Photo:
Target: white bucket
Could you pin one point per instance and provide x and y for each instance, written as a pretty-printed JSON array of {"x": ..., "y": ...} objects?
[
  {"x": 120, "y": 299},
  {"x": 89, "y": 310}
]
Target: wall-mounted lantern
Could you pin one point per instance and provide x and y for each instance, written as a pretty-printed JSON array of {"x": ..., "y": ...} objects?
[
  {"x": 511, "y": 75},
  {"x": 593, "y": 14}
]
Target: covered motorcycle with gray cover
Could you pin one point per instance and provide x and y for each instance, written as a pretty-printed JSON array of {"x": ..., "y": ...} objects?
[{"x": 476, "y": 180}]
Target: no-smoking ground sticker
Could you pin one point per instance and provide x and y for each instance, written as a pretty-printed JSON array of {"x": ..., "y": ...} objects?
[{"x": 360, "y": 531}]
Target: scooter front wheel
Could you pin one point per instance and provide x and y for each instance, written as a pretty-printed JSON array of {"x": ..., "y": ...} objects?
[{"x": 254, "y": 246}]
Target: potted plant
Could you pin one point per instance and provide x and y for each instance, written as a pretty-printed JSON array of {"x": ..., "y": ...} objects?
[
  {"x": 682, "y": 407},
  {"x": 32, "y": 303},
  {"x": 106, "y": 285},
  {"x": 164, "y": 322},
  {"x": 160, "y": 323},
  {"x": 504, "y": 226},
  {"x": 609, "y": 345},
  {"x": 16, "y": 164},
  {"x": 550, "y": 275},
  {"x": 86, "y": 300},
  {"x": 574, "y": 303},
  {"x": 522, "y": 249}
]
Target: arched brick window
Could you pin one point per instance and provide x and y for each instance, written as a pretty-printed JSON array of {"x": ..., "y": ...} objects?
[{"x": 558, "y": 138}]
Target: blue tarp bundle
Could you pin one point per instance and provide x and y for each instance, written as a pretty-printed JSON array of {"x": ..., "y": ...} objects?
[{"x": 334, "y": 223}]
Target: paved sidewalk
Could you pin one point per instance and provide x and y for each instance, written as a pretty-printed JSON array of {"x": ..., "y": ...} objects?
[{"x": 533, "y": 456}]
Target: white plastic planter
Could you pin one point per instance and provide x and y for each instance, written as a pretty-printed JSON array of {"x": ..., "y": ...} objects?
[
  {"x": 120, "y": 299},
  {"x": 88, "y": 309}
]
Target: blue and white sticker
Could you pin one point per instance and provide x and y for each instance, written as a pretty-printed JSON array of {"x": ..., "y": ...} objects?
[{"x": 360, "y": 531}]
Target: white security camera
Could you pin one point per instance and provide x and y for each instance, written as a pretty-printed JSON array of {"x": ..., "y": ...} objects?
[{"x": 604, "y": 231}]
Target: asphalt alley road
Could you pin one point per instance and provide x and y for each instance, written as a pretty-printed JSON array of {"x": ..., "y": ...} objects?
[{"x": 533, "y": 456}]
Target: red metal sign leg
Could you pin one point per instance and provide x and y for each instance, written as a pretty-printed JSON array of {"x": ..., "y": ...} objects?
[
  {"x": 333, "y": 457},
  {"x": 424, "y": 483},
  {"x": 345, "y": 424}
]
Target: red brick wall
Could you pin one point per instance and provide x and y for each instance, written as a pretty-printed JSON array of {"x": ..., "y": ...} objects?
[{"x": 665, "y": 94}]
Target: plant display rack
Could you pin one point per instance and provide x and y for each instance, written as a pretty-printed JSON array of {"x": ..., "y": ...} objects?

■ **WHAT YOU NEED TO DO**: Could you return exactly the stretch of the data above that starts at the line with "Target: red brick wall" and ends at the line with "Target: plant display rack", both lines included?

■ **RESPONSE TO THE EXERCISE**:
Target: red brick wall
Could you pin one point per instance and provide x and y for each instance, written as a pretty-printed JSON array of {"x": ..., "y": ...} objects?
[{"x": 665, "y": 94}]
Target: plant display rack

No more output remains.